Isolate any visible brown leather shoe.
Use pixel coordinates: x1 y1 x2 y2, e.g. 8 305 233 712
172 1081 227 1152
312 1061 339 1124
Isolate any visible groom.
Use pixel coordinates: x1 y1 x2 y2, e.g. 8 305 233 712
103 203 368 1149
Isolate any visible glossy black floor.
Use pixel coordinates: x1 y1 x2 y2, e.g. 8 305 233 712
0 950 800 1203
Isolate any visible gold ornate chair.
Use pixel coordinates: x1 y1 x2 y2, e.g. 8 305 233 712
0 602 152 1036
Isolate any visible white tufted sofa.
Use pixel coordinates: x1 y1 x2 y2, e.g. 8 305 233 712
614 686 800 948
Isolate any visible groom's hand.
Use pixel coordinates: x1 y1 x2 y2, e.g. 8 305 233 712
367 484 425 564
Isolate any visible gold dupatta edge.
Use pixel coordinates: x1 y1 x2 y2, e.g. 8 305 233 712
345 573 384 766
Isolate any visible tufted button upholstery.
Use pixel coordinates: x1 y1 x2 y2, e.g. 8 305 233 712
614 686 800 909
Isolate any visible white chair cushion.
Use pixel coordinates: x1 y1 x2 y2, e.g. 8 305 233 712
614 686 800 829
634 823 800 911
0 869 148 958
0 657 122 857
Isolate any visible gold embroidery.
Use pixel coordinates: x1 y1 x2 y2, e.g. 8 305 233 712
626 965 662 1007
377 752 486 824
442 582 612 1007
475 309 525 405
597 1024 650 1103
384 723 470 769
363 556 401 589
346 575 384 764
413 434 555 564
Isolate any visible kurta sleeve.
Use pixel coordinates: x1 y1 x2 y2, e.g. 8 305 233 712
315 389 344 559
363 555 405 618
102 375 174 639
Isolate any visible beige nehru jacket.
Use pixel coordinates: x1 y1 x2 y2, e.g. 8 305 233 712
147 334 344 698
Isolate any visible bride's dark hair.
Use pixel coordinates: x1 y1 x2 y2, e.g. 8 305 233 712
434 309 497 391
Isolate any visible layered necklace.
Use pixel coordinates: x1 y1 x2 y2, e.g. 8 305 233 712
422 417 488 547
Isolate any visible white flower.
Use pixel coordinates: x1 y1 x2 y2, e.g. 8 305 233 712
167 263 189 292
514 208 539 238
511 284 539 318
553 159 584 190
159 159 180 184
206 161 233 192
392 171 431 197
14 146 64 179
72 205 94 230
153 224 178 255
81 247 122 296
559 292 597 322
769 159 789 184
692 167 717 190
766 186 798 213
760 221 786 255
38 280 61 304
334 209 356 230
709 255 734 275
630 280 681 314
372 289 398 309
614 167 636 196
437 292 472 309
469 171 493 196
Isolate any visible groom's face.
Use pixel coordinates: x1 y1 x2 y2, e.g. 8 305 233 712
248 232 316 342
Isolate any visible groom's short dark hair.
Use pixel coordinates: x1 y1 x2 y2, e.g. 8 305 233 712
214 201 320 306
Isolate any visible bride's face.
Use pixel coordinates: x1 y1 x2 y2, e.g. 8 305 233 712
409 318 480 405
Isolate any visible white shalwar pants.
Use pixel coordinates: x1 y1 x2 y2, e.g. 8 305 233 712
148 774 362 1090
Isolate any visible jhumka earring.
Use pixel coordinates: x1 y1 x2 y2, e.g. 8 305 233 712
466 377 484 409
- - - - - - -
Job
Copy everything from the line containing "Isolate any visible jhumka earring." down to the end of the records, requests included, and offset every box coordinate in the answers by -15.

Answer for the task
Isolate any visible jhumka earring.
Use pixel coordinates: x1 y1 x2 y2, e.g. 8 305 233 712
451 362 469 394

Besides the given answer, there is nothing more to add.